*** Block opens ***

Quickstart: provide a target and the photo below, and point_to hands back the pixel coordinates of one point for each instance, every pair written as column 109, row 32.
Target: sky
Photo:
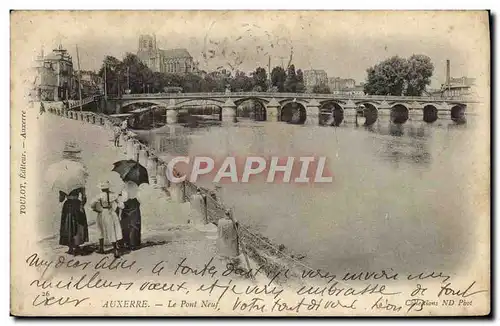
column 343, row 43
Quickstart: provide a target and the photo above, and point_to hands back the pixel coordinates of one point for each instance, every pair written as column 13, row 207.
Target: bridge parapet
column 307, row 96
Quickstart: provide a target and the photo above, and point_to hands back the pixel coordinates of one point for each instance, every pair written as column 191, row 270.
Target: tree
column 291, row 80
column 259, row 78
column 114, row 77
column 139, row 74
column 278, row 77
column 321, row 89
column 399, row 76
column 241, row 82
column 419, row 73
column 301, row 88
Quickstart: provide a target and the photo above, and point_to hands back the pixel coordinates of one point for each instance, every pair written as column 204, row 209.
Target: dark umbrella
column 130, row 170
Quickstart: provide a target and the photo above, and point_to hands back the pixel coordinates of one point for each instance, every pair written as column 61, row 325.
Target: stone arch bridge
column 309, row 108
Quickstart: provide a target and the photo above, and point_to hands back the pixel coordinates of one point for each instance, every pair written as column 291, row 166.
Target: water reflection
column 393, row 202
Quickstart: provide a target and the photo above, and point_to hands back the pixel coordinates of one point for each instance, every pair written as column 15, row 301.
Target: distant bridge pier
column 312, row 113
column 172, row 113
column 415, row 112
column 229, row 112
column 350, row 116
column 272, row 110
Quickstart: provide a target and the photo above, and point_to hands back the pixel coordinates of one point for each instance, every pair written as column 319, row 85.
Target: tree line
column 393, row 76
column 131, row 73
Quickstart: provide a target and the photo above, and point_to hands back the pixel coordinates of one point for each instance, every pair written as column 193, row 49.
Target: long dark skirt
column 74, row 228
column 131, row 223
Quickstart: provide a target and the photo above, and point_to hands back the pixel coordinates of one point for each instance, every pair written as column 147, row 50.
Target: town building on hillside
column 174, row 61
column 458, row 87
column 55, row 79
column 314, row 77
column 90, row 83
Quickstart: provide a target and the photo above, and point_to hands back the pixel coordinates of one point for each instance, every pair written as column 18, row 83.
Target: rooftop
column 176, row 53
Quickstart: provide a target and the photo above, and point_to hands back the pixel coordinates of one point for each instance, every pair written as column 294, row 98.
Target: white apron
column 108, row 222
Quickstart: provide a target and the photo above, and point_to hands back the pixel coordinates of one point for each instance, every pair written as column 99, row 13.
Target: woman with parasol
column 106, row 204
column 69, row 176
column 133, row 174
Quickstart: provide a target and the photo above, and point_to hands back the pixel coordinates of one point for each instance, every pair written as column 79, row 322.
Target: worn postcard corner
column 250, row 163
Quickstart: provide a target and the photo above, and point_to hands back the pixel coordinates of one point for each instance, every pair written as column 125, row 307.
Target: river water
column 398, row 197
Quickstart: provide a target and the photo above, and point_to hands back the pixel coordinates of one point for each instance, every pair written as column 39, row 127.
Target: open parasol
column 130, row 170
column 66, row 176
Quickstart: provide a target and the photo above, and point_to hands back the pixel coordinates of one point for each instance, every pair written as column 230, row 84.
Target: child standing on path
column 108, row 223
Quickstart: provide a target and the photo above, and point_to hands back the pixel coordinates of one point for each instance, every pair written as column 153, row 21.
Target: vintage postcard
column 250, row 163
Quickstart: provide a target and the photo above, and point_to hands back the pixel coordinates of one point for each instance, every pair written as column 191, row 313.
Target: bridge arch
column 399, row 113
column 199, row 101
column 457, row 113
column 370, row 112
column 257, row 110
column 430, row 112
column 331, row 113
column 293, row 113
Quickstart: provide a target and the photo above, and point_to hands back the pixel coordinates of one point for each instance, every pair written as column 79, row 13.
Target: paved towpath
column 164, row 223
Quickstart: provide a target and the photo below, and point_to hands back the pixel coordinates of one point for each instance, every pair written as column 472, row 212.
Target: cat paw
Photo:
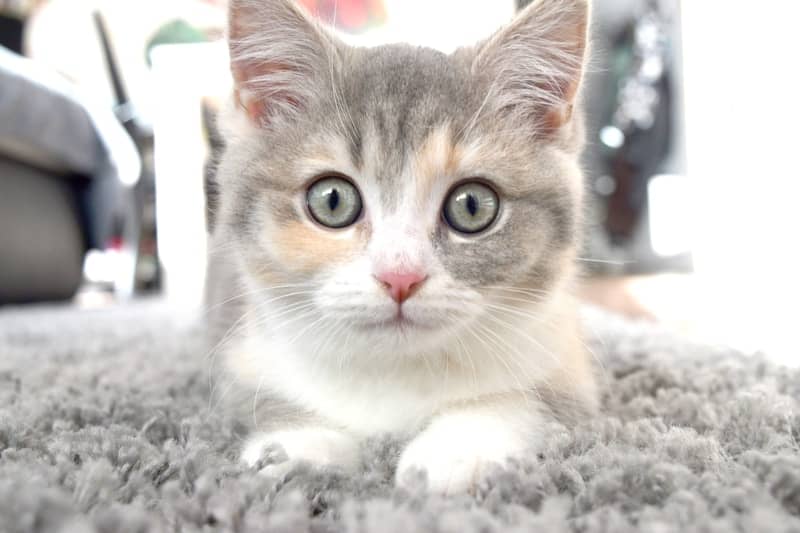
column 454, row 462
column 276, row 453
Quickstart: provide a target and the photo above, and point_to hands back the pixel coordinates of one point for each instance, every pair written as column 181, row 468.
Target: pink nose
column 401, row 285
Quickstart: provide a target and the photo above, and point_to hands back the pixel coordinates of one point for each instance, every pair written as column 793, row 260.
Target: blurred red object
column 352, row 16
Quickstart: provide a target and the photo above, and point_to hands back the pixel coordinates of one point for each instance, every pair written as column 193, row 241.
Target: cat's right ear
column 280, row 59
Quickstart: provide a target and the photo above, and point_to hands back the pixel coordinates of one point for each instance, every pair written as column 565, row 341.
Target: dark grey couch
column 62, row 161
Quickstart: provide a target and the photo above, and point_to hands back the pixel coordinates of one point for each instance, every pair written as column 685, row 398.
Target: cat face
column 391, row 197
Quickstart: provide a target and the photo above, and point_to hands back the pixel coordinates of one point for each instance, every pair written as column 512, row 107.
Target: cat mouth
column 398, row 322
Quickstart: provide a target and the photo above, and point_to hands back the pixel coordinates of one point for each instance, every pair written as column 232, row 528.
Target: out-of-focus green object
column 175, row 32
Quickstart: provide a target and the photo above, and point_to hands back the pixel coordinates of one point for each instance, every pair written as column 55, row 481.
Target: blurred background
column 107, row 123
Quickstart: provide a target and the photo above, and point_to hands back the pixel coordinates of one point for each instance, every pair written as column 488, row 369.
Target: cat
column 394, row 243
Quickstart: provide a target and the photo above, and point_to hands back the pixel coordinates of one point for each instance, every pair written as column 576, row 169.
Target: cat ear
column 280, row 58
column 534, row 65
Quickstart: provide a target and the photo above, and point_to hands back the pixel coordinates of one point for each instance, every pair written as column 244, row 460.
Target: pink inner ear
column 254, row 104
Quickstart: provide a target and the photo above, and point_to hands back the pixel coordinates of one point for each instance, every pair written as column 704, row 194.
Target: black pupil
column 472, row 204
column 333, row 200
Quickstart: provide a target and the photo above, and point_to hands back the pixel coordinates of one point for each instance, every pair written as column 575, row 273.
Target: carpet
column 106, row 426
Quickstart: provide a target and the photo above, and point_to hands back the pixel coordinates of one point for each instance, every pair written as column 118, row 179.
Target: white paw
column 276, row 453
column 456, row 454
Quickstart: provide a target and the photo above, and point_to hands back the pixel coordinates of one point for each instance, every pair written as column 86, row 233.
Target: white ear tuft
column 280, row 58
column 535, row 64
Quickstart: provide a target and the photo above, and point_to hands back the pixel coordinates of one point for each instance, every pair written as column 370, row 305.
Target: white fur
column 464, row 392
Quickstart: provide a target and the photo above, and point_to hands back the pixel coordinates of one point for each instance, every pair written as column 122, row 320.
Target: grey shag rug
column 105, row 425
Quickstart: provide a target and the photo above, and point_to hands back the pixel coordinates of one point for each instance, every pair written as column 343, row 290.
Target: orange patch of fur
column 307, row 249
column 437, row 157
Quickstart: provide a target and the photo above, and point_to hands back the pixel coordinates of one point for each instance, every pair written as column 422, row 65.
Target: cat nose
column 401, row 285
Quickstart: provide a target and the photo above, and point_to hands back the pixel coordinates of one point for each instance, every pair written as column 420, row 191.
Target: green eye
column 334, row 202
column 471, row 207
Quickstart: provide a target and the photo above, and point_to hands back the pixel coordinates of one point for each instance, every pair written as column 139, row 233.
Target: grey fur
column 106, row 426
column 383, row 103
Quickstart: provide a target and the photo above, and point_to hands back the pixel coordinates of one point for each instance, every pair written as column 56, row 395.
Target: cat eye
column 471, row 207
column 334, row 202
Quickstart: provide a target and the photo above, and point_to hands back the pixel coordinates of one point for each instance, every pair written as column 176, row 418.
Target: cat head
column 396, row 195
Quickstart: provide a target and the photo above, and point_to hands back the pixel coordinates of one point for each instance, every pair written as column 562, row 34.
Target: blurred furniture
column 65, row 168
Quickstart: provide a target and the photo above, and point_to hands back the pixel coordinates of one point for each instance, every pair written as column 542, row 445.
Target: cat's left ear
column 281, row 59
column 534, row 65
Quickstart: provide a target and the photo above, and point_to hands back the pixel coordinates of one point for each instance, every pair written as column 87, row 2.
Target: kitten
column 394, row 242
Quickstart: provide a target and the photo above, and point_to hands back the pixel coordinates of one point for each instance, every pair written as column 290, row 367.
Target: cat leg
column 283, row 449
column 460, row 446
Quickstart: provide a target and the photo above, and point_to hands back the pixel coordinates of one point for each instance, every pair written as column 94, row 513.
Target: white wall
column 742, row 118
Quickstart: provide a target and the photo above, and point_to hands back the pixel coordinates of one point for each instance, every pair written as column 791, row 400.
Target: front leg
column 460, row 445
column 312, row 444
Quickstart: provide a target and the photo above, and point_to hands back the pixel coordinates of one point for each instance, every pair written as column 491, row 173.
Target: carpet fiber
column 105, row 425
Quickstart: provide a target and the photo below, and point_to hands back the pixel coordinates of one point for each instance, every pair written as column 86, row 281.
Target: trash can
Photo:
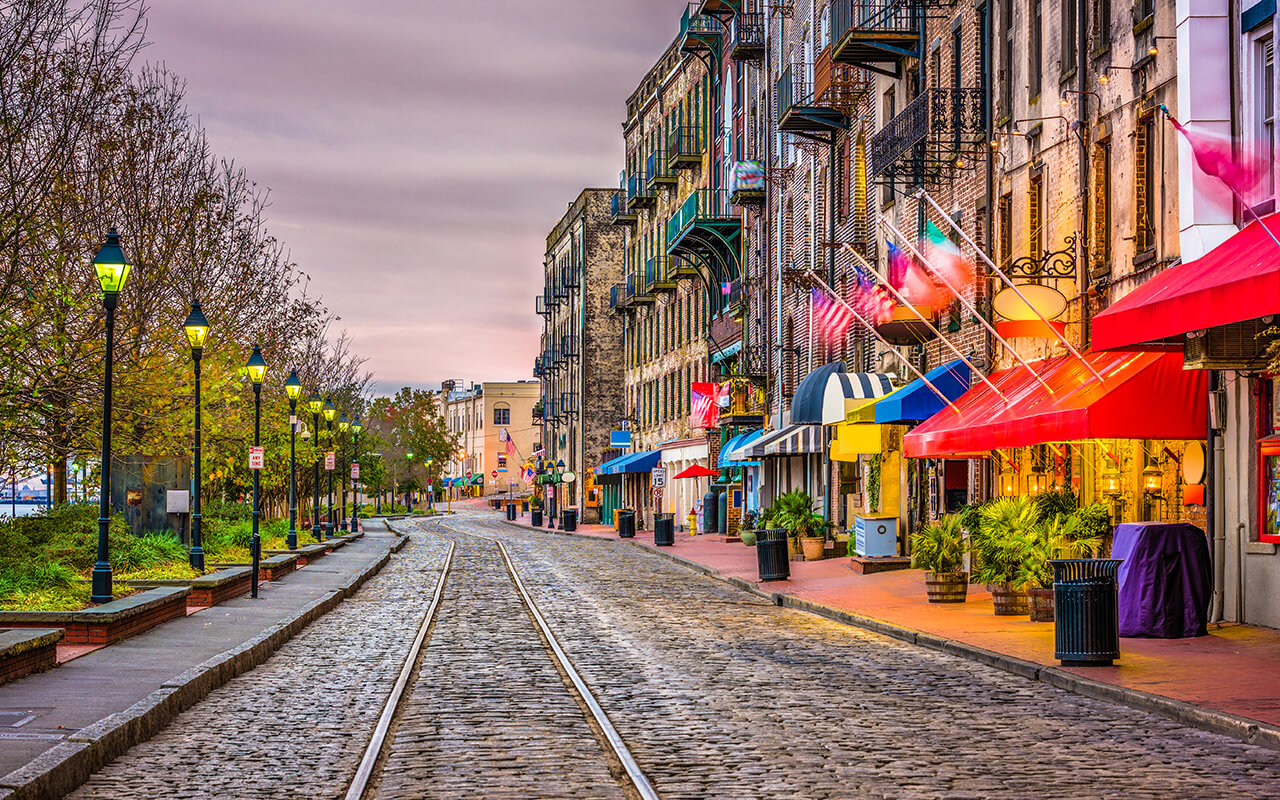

*** Block closes ***

▶ **Work instructions**: Quote the listing above, but only from the line that shows "61, row 325." through the line that shows "147, row 50.".

▶ **Response for this exercise**:
Quickstart: provide a target and the photo above, and point_to hands back the pixel coordinates of one point for each instance, every pair written as column 61, row 325.
Target: stone arch bridge
column 309, row 108
Quickstart: provide a target and the photo above, and point_to hands back the pixel coordinates of one point for each instance, every pair written as column 291, row 166.
Target: water reflection
column 393, row 202
Quickstart: provide a target and the photo above, and point_to hands back the pixel coordinates of one point for each instance, every pair written as column 15, row 301.
Target: distant bridge pier
column 312, row 113
column 172, row 113
column 415, row 112
column 229, row 112
column 350, row 116
column 272, row 110
Quickstart: provide a target and the photo above, and point_to hands back the pixel coordinates of one point for each instance, every pair written as column 319, row 85.
Target: tree line
column 393, row 76
column 131, row 73
Quickstart: provide a target and the photo above, and point_to hands back the pixel coordinates of one point for each instance, every pair written as column 193, row 49.
Target: long dark skirt
column 74, row 228
column 131, row 223
Quickstart: provide a target and the photo above, and point_to hands back the pixel coordinates of one point for each instance, every pair written as column 147, row 50.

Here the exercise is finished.